» Instruction:
Would you print a stretch of the trigonometry solution word for word, starting at the words that contain "Given: $3\cot\theta=2$" and ending after "to equation (ii)"?

» Passage:
● ● ● ●

Trigonometric Ratios — Maths STD 10 — Question

Given: $3\cot\theta=2$

Therefore,

$\cot\theta=\frac{2}{3}\ \dots(1)$

Now, we know that $\cot\theta=\frac{\cos\theta}{\sin\theta}$

Therefore equuation (i) becomes

$\frac{\cos\theta}{\sin\theta}=\frac{2}{3}\ \dots(2)$

Now by applying Invetendo to equation (ii)

We get,

$\frac{\sin\theta}{\cos\theta}=\frac{3}{2}\ \dots(3)$

Now, multipalying by $\frac{4}{3}$ on botha sides

We get,

$\frac{4}{3}\times\frac{\sin\theta}{\cos\theta}=\frac{4}{3}\times\frac{3}{2}$

Therefore, 3 cancels out on R.H.S and

We get,

$\frac{4\sin\theta}{3\cos\theta}=\frac{2}{1}$

Now by applying dividendo in above equation

We get,

$\frac{4\sin\theta-3\cos\theta}{3\sin\theta}=\frac{2-1}{1}$

$\frac{4\sin\theta-3\cos\theta}{3\sin\theta}=\frac{1}{1}\ \dots(4)$

Now, multiplying by $\frac{2}{6}$ on both sides of equation (3)

We get,

$\frac{2}{6}\times\frac{\sin\theta}{\cos\theta}=\frac{2}{6}\times\frac{3}{2}$

Therefore, 2 cancels out on R.H.S and

We get,

$\frac{2\sin\theta}{6\cos\theta}=\frac{3}{6}$

$\frac{2\sin\theta}{6\cos\theta}=\frac{1}{2}$

Now by applying componendo in above equation

We get,

$\frac{2\cos\theta+6\sin\theta}{6\sin\theta}=\frac{1+2}{2}$

$\frac{2\cos\theta+6\sin\theta}{6\sin\theta}=\frac{3}{2}\ \dots(5)$

Now, by dividing equation (4) by equation (5)

● ● ● ●

» Dataset content:
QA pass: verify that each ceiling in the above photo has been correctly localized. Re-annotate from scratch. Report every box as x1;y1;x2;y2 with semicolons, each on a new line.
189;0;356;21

● ● ● ●

» Reply to the task:
Given: $3\cot\theta=2$

Therefore,

$\cot\theta=\frac{2}{3}\ \dots(1)$

Now, we know that $\cot\theta=\frac{\cos\theta}{\sin\theta}$

Therefore equuation (i) becomes

$\frac{\cos\theta}{\sin\theta}=\frac{2}{3}\ \dots(2)$

Now by applying Invetendo to equation (ii)